> [Exercise details]
Pull out every line of the rows below that contains the word "brown", and copy each one unchanged.

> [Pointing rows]

··········

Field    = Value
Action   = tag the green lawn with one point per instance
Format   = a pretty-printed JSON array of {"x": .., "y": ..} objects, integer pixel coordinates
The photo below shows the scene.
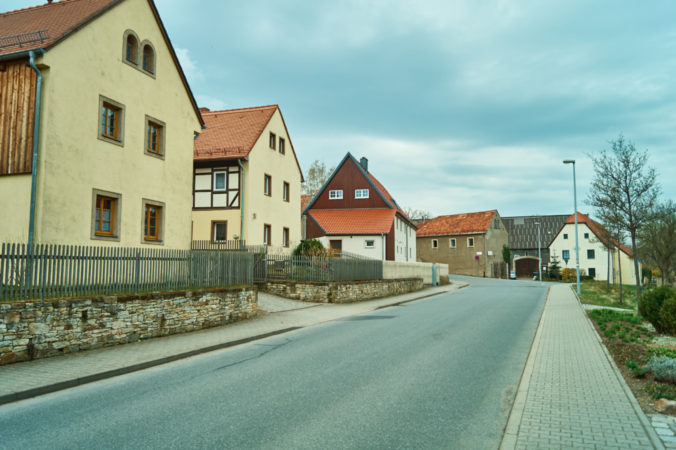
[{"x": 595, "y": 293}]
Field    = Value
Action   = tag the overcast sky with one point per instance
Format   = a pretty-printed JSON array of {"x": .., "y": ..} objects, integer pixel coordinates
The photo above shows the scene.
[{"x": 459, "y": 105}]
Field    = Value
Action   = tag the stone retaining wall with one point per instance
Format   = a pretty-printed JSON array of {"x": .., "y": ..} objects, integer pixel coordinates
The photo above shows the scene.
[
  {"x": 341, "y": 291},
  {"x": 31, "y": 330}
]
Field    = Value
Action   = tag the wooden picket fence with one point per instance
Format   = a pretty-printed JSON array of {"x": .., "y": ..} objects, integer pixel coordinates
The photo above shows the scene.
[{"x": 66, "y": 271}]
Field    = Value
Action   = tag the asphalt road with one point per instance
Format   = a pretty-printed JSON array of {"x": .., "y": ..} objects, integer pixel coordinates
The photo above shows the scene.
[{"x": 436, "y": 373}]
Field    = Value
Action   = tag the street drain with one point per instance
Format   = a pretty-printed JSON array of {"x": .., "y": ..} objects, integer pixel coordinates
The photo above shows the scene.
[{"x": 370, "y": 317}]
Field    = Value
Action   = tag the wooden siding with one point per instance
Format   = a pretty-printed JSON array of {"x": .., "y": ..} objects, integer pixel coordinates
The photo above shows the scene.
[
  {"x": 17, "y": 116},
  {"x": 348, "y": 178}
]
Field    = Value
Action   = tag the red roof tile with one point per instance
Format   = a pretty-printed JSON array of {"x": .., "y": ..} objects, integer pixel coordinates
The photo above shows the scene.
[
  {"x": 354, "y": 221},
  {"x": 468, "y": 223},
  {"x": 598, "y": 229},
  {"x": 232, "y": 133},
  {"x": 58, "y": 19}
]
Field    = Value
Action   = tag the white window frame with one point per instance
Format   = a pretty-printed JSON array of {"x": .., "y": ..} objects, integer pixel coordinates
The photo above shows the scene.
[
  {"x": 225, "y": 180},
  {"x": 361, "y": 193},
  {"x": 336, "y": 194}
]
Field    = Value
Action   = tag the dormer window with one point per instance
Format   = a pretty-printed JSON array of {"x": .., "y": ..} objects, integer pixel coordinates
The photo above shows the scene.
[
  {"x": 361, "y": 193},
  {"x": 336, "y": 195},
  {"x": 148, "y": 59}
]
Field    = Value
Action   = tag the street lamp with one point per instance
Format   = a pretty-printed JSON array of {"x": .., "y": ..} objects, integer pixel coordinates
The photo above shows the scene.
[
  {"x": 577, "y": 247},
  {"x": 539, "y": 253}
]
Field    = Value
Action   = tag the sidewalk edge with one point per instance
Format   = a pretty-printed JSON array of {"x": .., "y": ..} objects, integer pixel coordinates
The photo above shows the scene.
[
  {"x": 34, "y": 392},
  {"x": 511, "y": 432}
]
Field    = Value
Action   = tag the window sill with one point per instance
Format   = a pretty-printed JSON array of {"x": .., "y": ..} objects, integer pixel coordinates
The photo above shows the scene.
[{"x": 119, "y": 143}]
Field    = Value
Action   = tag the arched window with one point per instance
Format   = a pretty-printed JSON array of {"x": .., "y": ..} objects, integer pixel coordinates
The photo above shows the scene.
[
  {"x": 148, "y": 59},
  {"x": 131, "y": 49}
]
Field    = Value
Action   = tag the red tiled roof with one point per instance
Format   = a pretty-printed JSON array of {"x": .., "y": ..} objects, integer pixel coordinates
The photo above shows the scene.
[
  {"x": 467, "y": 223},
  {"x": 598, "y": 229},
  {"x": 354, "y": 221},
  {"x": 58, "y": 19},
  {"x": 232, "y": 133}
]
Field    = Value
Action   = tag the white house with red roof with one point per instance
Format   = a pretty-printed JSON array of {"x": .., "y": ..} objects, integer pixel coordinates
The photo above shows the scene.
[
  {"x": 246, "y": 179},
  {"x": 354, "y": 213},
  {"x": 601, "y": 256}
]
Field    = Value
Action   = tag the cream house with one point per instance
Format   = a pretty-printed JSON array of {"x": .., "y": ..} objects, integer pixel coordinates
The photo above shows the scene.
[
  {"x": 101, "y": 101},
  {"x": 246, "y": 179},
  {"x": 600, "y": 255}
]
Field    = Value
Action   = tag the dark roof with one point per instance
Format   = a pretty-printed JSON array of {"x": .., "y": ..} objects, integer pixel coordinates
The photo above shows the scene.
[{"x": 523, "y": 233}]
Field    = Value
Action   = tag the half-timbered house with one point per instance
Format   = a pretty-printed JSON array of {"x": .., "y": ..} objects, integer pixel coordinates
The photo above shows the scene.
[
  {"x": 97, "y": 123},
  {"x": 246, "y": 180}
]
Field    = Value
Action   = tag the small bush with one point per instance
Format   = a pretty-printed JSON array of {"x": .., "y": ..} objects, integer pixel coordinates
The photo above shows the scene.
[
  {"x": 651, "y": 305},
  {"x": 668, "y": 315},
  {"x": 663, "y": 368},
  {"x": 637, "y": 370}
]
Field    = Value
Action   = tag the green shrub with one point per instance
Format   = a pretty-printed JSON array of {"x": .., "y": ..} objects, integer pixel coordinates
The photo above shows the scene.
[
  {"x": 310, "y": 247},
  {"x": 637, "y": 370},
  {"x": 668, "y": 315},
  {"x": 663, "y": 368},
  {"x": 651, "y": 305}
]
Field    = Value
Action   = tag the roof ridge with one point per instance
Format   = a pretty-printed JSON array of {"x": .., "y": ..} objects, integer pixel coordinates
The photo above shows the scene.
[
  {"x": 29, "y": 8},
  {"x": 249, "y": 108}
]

··········

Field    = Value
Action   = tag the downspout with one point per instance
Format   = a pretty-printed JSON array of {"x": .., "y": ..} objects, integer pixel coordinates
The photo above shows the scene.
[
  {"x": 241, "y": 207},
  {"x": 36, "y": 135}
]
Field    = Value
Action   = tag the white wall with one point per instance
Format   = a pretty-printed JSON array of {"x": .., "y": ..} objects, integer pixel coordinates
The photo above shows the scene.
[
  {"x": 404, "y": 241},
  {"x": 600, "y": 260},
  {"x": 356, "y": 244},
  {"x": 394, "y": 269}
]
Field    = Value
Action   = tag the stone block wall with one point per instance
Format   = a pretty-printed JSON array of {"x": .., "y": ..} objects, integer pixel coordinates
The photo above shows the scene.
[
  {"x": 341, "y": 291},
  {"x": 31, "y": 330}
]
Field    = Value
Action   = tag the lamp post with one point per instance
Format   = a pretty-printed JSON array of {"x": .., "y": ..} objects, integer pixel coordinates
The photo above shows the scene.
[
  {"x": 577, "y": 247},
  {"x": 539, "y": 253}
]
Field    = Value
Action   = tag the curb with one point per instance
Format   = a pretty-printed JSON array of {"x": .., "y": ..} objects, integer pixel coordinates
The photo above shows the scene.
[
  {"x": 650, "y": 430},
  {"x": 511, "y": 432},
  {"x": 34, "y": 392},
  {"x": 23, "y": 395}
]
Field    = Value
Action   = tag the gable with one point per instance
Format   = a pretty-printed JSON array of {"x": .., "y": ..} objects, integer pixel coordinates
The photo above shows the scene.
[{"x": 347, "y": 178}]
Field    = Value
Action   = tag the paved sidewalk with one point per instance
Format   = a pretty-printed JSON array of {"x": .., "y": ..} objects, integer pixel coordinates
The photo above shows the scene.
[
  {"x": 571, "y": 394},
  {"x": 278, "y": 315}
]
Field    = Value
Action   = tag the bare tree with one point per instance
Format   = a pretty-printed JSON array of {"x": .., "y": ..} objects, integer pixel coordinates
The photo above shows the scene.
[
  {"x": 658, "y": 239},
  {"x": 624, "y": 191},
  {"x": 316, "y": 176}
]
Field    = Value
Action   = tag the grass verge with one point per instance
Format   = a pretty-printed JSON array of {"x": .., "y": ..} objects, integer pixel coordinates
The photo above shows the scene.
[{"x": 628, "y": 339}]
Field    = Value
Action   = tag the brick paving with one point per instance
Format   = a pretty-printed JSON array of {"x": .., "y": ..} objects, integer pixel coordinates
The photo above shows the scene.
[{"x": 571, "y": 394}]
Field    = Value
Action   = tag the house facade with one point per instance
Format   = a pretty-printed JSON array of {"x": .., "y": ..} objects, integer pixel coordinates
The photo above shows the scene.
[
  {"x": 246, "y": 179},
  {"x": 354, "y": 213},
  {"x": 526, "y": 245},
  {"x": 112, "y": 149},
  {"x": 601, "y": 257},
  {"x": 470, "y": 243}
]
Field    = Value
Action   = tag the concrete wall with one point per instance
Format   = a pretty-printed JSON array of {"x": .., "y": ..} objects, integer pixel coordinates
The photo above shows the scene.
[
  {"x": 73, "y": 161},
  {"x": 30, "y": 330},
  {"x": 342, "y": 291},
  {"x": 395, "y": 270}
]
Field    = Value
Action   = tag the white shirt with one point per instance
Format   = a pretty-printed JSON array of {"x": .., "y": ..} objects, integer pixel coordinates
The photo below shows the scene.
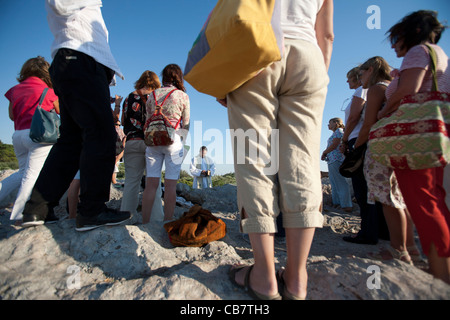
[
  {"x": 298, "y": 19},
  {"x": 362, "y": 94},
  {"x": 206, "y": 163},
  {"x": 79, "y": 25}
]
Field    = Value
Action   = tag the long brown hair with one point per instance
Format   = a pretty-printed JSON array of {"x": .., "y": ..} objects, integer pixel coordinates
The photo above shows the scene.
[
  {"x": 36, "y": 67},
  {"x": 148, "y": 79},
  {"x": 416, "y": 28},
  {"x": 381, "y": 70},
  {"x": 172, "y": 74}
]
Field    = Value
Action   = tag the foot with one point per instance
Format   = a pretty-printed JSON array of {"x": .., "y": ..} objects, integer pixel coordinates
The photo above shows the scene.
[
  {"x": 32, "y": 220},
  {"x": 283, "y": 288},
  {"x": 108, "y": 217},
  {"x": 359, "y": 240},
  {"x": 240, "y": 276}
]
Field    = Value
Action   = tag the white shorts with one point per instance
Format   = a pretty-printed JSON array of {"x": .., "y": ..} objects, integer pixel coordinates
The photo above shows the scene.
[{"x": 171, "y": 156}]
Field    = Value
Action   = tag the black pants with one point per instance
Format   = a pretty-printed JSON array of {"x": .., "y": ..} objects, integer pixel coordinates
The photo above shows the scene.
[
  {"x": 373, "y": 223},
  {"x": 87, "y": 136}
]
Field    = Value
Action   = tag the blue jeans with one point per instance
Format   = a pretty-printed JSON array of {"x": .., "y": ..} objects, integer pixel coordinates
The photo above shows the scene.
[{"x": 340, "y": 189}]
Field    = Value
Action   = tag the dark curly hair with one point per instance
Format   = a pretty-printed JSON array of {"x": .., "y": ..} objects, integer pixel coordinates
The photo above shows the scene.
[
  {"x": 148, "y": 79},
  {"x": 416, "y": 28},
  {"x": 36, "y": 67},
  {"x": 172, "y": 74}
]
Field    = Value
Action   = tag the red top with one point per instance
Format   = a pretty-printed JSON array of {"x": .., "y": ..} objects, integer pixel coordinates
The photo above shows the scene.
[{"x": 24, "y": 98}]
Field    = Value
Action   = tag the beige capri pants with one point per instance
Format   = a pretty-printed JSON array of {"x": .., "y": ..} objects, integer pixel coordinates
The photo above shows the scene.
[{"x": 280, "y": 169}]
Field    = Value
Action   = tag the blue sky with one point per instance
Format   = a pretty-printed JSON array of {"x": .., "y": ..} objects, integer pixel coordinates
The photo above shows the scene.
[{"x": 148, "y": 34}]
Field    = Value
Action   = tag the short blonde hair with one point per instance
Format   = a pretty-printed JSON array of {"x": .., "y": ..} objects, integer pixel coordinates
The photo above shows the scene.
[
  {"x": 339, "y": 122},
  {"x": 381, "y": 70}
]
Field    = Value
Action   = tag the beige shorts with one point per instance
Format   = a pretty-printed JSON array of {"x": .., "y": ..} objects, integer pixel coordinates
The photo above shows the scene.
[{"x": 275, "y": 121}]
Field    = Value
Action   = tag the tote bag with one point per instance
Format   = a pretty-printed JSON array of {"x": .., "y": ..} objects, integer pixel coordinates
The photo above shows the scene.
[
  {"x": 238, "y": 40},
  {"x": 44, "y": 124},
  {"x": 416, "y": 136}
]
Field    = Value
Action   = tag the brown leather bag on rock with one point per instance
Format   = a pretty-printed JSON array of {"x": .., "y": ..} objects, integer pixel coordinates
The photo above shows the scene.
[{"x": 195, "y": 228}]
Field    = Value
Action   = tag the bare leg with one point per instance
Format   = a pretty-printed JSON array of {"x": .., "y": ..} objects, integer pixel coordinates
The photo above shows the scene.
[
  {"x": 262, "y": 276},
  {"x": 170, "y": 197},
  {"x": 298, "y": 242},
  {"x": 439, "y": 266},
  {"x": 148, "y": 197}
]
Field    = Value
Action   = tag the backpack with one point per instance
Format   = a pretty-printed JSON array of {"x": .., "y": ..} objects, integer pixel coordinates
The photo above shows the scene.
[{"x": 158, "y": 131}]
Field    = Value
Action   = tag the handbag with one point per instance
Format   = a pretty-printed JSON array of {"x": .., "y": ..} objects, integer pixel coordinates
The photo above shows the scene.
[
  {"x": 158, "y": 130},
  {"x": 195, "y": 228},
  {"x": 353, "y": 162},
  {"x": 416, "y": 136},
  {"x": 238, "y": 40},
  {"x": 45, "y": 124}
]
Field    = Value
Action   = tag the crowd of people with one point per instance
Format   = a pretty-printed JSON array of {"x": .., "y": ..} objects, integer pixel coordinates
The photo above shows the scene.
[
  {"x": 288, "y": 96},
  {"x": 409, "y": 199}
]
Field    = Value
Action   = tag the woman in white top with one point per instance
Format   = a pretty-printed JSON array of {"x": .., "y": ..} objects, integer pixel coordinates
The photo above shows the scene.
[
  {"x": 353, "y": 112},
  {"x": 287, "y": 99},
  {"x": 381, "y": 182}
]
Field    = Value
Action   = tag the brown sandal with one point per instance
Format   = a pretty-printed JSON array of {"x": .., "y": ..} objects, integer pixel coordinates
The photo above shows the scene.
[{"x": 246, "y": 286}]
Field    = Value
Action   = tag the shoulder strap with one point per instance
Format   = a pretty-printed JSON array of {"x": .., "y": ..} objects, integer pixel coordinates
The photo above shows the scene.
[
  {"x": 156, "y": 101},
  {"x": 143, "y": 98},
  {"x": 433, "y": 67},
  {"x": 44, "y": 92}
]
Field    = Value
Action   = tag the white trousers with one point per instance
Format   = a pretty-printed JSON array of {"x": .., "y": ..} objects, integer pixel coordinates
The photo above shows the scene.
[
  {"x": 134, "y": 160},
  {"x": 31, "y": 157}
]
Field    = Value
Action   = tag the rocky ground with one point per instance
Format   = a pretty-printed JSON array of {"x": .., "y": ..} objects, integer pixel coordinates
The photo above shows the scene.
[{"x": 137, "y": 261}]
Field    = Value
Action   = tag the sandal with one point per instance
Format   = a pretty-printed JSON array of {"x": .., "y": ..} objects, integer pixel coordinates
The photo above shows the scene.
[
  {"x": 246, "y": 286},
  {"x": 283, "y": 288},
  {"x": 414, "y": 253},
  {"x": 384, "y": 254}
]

··········

> [Solution below]
Action   = tag the long brown hair with one point per instance
Action   = tag the brown leather bag on rock with one point per instance
Action   = tag the brown sandal with one point per instance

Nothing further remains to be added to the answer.